### Work order
Which lines of the data below hold "task"? Copy each of them.
---
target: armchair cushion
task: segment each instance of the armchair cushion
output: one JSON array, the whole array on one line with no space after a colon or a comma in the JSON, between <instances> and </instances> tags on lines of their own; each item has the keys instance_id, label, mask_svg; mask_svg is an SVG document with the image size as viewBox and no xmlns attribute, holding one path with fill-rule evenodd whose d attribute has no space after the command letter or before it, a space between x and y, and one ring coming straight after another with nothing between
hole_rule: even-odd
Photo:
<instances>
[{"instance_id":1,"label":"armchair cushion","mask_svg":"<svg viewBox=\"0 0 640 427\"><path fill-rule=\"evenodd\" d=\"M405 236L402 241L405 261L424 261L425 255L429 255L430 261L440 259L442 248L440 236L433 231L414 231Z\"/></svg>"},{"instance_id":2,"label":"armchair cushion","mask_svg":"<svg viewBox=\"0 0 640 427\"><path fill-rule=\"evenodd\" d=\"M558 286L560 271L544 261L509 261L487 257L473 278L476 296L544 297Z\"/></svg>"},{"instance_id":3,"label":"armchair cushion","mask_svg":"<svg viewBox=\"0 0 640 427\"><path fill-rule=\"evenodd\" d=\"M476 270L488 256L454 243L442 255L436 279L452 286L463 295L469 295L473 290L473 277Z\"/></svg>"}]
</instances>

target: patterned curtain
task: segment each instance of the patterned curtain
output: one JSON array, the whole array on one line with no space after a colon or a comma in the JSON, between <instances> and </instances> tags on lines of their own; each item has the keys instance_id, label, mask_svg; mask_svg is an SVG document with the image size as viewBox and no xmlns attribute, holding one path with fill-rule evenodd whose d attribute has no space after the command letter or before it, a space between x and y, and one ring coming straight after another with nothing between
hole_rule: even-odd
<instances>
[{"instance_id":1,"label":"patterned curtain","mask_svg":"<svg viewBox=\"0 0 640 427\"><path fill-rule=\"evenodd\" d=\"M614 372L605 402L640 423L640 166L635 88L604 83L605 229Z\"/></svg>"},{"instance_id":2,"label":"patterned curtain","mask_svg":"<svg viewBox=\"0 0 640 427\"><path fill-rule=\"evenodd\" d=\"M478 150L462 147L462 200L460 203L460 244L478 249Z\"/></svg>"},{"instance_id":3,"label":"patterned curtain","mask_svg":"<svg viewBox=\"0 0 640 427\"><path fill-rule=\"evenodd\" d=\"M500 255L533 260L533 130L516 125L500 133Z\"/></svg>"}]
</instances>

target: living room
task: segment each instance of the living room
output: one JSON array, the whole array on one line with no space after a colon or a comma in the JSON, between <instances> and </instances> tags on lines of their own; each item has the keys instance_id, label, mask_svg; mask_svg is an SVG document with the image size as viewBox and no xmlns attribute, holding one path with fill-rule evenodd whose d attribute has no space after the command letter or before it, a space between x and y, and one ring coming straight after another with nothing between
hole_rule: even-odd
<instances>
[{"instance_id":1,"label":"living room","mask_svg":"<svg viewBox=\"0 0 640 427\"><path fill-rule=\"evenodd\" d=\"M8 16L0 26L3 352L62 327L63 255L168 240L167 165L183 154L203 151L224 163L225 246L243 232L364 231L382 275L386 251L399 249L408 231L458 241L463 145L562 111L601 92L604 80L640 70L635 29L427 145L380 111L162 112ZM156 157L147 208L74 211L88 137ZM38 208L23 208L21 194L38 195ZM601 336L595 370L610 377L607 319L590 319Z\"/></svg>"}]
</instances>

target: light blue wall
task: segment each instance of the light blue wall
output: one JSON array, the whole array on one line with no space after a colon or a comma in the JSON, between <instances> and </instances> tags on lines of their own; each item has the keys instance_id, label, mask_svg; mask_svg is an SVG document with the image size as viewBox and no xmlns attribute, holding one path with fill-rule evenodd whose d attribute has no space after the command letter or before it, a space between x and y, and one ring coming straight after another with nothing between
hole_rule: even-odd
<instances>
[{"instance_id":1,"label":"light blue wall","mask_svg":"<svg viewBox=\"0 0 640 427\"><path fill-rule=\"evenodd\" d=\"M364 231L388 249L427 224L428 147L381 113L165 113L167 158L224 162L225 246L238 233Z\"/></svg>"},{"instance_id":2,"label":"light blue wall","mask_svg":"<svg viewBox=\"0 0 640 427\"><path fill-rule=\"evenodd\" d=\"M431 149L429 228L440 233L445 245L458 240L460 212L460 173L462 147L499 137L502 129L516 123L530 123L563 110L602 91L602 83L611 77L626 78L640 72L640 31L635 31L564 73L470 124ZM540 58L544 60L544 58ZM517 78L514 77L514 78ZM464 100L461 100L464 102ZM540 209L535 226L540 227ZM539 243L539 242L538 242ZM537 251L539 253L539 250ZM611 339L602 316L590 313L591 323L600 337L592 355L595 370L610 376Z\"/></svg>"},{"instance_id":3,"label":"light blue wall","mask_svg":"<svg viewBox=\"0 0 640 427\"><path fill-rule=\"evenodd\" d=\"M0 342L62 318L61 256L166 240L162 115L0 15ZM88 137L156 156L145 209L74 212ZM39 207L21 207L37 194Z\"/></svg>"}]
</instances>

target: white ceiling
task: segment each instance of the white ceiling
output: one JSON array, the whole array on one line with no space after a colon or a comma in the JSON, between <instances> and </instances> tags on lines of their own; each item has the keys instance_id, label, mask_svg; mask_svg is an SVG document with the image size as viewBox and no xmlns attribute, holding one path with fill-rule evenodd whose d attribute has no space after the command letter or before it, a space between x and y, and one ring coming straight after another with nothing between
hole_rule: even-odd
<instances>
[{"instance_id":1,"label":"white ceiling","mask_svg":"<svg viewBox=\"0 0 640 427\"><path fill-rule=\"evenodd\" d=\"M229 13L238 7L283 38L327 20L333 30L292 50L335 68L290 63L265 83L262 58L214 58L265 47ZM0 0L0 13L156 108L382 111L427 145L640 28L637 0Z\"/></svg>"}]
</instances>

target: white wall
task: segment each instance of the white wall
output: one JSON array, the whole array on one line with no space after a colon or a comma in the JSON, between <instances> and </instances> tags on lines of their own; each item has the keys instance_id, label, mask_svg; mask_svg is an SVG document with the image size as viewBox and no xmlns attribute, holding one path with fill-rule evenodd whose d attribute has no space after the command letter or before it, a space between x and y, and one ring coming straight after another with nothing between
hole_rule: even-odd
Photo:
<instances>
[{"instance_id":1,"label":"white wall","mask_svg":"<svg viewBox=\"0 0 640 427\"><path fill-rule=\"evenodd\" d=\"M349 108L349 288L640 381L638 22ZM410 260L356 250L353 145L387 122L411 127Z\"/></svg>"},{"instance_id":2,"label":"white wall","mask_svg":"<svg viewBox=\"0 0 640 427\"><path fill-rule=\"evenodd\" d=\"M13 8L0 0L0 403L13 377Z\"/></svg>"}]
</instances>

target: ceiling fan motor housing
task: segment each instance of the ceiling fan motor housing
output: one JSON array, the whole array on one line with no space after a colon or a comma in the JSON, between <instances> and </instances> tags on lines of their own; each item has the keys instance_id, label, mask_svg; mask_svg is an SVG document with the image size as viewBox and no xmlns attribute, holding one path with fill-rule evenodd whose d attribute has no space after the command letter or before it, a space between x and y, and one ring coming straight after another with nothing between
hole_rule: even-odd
---
### Written response
task: segment each instance of the armchair cushion
task: segment each instance of the patterned curtain
task: segment each instance of the living room
task: segment each instance of the light blue wall
task: segment each instance of the white ceiling
task: segment each instance of the white wall
task: segment each instance of the ceiling fan motor housing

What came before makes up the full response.